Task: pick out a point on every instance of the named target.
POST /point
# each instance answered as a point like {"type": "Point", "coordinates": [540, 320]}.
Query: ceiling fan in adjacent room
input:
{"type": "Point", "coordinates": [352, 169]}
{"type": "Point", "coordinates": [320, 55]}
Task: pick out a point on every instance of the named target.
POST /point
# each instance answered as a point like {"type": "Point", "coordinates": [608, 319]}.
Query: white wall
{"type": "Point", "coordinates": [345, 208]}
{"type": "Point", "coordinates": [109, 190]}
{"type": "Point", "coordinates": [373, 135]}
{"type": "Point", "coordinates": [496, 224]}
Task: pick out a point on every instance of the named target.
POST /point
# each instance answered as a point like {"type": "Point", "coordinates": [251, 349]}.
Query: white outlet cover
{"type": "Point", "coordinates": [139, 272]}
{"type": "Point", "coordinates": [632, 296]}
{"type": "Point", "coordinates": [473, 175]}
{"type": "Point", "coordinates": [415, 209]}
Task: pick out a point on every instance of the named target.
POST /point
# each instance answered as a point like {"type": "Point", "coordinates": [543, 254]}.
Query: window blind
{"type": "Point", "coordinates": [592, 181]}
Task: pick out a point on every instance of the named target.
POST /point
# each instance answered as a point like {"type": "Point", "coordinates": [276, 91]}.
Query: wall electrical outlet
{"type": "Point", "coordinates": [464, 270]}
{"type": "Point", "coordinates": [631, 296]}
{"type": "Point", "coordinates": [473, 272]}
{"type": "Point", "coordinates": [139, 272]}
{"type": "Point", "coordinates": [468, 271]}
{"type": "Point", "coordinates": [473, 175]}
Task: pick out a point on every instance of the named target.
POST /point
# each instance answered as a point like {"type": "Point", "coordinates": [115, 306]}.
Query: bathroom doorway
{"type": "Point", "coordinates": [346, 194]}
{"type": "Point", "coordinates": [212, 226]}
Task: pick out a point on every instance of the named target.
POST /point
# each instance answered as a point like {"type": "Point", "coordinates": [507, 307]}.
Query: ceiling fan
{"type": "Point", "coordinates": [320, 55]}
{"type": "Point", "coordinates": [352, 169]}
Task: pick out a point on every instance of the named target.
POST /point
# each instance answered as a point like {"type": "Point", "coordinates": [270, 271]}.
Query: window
* * * * *
= Directions for this task =
Send back all of the material exactly as given.

= Task solution =
Task: pick out a point on every instance of the named target.
POST /point
# each instance answered as a point like {"type": "Point", "coordinates": [540, 320]}.
Query: ceiling fan in adjacent room
input:
{"type": "Point", "coordinates": [352, 169]}
{"type": "Point", "coordinates": [320, 55]}
Task: pick out a point on every instance of the named target.
POST /point
# each instance answered as a point like {"type": "Point", "coordinates": [608, 319]}.
Query: white wall
{"type": "Point", "coordinates": [345, 208]}
{"type": "Point", "coordinates": [109, 190]}
{"type": "Point", "coordinates": [373, 135]}
{"type": "Point", "coordinates": [496, 224]}
Task: pick out a point on every instance of the named target.
POST /point
# each instance answered as a point like {"type": "Point", "coordinates": [251, 349]}.
Query: white outlet cover
{"type": "Point", "coordinates": [139, 272]}
{"type": "Point", "coordinates": [632, 296]}
{"type": "Point", "coordinates": [473, 175]}
{"type": "Point", "coordinates": [415, 209]}
Task: pick out a point on every instance of the named target.
POST /point
# each instance answered as a point like {"type": "Point", "coordinates": [543, 254]}.
Query: window blind
{"type": "Point", "coordinates": [592, 181]}
Task: pick out a point on every instance of the named target.
POST /point
# each instance answered as a point like {"type": "Point", "coordinates": [276, 91]}.
Query: wall electrical outlet
{"type": "Point", "coordinates": [464, 270]}
{"type": "Point", "coordinates": [631, 296]}
{"type": "Point", "coordinates": [473, 272]}
{"type": "Point", "coordinates": [139, 272]}
{"type": "Point", "coordinates": [468, 271]}
{"type": "Point", "coordinates": [473, 175]}
Task: pick out a point on every instance of the named target.
POST /point
# each instance answered as a point like {"type": "Point", "coordinates": [115, 306]}.
Query: bathroom doorway
{"type": "Point", "coordinates": [346, 194]}
{"type": "Point", "coordinates": [212, 226]}
Task: pick out a point on every instance of the named target.
POST /point
# each instance answered as a point like {"type": "Point", "coordinates": [507, 307]}.
Query: ceiling fan
{"type": "Point", "coordinates": [320, 55]}
{"type": "Point", "coordinates": [352, 169]}
Task: pick out a point on every instance of the named target.
POST /point
# each instance answered as a point like {"type": "Point", "coordinates": [270, 271]}.
Query: window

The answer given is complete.